Each line from the one containing "Target: carved stone tower" through the last line of the entries below is to be transcribed exactly. Nothing else belongs in the reply.

**Extracted data:**
--------------------------------

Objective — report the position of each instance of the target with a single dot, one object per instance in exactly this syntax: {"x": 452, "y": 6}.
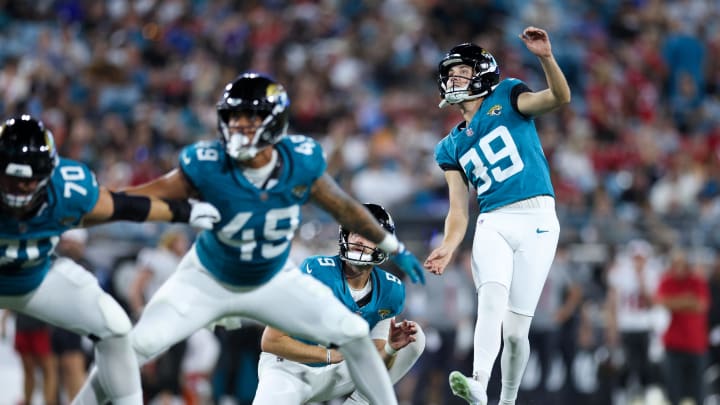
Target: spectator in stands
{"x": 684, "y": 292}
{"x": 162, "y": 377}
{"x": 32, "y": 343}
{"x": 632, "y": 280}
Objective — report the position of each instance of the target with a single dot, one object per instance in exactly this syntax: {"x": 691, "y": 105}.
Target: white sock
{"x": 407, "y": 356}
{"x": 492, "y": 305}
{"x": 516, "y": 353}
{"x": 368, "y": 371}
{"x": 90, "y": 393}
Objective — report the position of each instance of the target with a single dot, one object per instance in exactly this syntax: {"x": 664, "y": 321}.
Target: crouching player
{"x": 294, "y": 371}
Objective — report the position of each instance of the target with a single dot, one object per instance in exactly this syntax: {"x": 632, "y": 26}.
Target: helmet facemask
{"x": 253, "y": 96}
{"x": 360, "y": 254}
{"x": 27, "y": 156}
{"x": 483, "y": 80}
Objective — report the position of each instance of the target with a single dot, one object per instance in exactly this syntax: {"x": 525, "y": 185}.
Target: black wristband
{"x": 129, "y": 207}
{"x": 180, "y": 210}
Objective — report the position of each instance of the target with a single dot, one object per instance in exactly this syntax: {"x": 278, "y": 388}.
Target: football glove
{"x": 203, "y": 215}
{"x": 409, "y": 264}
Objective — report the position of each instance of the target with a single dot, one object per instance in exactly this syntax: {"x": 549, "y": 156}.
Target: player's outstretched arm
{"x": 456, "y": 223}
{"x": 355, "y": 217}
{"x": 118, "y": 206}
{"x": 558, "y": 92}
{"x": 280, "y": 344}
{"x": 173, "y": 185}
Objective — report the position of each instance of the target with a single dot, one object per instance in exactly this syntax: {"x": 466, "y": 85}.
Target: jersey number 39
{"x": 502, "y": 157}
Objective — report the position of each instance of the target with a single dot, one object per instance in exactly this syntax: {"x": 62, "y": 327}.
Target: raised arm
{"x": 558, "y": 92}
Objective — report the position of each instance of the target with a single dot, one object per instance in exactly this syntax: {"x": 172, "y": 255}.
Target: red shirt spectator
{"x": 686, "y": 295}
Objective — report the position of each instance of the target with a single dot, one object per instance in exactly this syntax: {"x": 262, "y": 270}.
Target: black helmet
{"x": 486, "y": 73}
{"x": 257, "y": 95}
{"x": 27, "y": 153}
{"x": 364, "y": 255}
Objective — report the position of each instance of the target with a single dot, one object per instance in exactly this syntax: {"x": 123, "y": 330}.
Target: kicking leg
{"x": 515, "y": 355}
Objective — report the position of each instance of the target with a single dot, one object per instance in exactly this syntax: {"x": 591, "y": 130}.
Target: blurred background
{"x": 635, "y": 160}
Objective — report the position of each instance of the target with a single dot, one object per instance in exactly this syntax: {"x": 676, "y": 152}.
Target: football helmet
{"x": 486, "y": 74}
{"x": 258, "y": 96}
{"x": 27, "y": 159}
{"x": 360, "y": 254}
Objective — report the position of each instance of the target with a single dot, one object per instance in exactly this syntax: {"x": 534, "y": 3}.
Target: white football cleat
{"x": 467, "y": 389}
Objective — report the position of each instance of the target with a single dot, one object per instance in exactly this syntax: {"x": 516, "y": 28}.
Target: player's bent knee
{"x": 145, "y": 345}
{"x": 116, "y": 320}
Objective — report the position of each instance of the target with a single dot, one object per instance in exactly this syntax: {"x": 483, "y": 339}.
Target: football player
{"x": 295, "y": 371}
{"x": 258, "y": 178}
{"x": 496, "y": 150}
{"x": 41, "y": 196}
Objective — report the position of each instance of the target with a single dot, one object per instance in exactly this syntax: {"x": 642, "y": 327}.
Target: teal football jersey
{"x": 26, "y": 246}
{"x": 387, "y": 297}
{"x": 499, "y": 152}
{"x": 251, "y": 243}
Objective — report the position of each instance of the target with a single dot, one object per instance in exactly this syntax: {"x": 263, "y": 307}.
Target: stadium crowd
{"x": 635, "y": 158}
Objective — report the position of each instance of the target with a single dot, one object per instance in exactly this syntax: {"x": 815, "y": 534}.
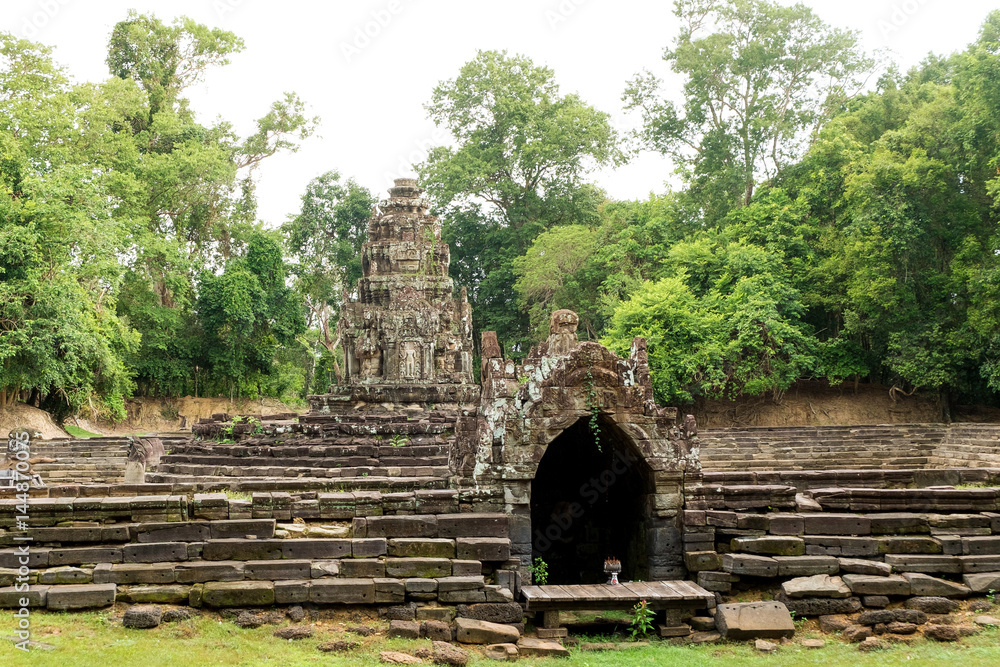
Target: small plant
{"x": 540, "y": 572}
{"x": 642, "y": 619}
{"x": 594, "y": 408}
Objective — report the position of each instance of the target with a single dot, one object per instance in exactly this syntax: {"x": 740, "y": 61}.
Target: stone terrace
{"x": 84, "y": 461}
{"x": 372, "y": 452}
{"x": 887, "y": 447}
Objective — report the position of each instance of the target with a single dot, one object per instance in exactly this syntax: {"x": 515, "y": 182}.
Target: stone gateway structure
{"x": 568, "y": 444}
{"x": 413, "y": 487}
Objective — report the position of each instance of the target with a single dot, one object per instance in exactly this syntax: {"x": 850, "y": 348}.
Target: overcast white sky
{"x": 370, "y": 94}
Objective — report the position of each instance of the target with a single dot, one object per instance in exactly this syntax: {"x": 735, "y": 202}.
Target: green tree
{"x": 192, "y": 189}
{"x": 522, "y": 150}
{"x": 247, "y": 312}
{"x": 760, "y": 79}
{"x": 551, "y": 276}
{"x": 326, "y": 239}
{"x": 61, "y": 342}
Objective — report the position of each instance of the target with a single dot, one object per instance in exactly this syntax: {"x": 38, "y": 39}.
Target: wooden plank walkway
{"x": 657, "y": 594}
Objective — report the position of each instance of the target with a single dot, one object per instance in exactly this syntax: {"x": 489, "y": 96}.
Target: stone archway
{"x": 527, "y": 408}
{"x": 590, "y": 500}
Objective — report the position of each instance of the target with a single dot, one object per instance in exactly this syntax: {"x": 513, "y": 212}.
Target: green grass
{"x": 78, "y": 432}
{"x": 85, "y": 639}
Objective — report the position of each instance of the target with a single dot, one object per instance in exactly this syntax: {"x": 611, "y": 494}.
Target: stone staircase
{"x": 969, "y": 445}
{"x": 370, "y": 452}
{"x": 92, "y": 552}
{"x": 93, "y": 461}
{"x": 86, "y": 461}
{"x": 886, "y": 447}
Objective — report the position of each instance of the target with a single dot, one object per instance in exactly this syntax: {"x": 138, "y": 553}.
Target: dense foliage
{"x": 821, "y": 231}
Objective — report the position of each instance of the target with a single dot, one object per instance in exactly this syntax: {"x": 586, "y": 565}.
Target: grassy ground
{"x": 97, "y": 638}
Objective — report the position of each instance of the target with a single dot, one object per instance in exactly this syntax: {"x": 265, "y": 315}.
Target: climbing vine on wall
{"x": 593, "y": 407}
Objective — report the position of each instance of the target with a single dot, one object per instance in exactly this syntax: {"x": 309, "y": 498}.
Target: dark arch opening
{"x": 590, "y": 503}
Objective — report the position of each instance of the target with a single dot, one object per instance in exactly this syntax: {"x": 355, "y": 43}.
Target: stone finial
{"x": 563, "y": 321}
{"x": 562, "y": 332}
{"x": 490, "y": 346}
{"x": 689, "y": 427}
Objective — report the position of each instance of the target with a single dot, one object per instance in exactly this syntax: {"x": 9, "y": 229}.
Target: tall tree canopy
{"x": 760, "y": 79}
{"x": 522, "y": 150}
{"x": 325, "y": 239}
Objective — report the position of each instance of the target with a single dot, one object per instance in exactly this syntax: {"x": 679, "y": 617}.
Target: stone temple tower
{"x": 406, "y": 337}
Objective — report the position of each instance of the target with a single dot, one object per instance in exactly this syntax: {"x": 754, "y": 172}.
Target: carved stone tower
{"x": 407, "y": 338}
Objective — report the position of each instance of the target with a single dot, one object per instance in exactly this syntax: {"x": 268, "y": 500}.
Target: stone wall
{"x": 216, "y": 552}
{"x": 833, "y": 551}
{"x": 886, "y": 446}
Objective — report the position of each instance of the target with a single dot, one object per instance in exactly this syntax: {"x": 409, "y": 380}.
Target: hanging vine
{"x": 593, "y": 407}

--------------------------------

**Answer to this exercise:**
Target: carved stone tower
{"x": 407, "y": 338}
Objective — report the position of each instance of the target with a single dot, one object per instance in exactly this syntax: {"x": 268, "y": 500}.
Target: stone wall
{"x": 216, "y": 552}
{"x": 833, "y": 551}
{"x": 886, "y": 446}
Objective — report the position of each instance of the target with a single dot, one object per instance in exactly this syntax: {"x": 409, "y": 380}.
Target: hanging vine
{"x": 593, "y": 407}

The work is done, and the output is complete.